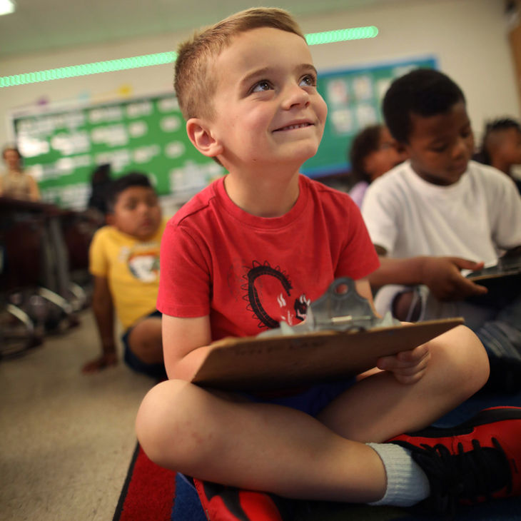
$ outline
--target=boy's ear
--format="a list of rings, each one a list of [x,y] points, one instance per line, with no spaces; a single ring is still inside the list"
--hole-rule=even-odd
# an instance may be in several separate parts
[[[186,121],[186,133],[192,144],[204,156],[216,157],[223,152],[223,146],[211,132],[206,121],[191,118]]]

◆ GOAL: Copy all the entries word for word. Omit any pictures.

◆ OUTPUT OF THE EXERCISE:
$ outline
--target=boy's ear
--format="a list of rings, each one a list of [x,y] points, one instance per line, with no spaces; a single ring is still inside the list"
--hole-rule=even-odd
# an instance may be in several separate parts
[[[186,121],[186,133],[192,144],[204,156],[216,157],[223,152],[223,146],[211,132],[206,121],[191,118]]]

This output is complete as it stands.